**WHAT YOU WILL DO**
Reproduce the passage from the text on Bunnatine Greenhouse below word for word. Begin at the words "A long-time government" and stop after "and attorney fees.".

**TEXT SHOWN**
--------------------------------

Bunnatine (Bunny) H. Greenhouse is a former chief contracting officer Senior Executive Service (Principal Assistant Responsible for Contracting (PARC)) of the United States Army Corps of Engineers. On June 27, 2005, she testified to a Congressional panel, alleging specific instances of waste, fraud, and other abuses and irregularities by Halliburton with regard to its operations in Iraq since the 2003 invasion. She described one of the Halliburton contracts (secret, no-bid contracts awarded to Kellogg, Brown and Root (KBR)—a subsidiary of Halliburton) as "the most blatant and improper contract abuse I have witnessed during the course of my professional career".

A long-time government employee, Greenhouse was hired by Lieutenant General Joe Ballard in 1997 to oversee contracts at the Army Corps of Engineers. After Ballard retired in 2000, Greenhouse's performance reviews, which had been exemplary throughout her public career, suddenly soured. Greenhouse filed an Equal Employment Opportunity Commission (EEOC) complaint alleging race and gender discrimination, which her attorney states has never been investigated. In August 2005, she was demoted in what her lawyer called an "obvious reprisal" for her revelations about the Halliburton contracts.

On July 25, 2011, The U.S. District Court in Washington, DC approved awarding Greenhouse $970,000 in full restitution of lost wages, compensatory damages and attorney fees.

In June 2019, Greenhouse was featured on an episode of Whistleblower on CBS, named "Bunny's War: The Case Against the U.S. Army Corps of Engineers".

==Personal life==
The valedictorian of her high school, Greenhouse earned a bachelor's degree in Mathematics from Southern University and master's degrees from the University of Central Texas, George Washington University, and the Industrial College of the Armed Forces. She is the elder sister of basketball Hall-of-Famer Elvin Hayes.

--------------------------------

**SOURCE DATA**
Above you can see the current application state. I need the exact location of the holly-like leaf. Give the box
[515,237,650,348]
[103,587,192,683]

--------------------------------

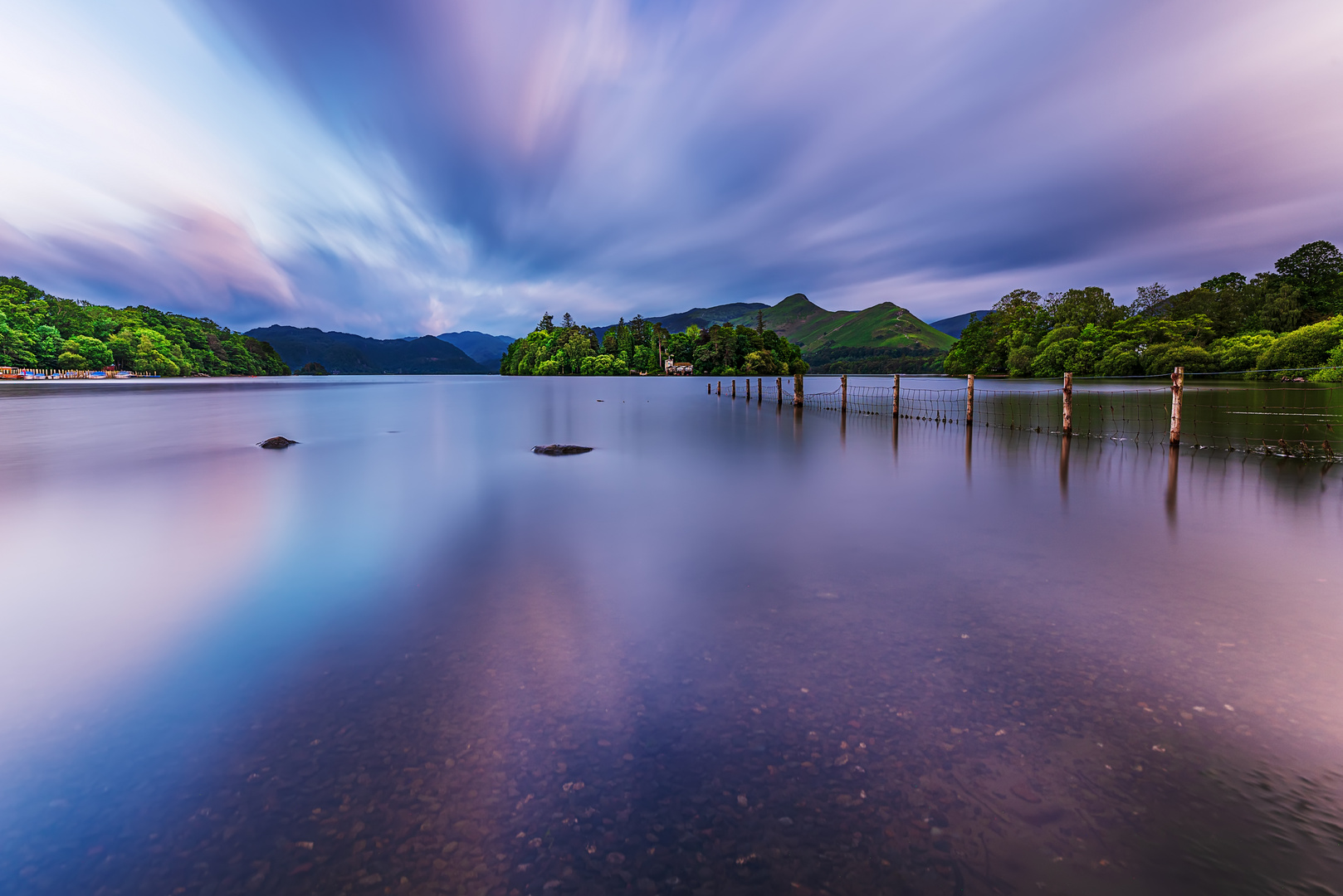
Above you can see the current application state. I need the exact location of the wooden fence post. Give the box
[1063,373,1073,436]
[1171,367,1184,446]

--------------------------------

**EXERCISE ANSWER**
A long-time government employee, Greenhouse was hired by Lieutenant General Joe Ballard in 1997 to oversee contracts at the Army Corps of Engineers. After Ballard retired in 2000, Greenhouse's performance reviews, which had been exemplary throughout her public career, suddenly soured. Greenhouse filed an Equal Employment Opportunity Commission (EEOC) complaint alleging race and gender discrimination, which her attorney states has never been investigated. In August 2005, she was demoted in what her lawyer called an "obvious reprisal" for her revelations about the Halliburton contracts.

On July 25, 2011, The U.S. District Court in Washington, DC approved awarding Greenhouse $970,000 in full restitution of lost wages, compensatory damages and attorney fees.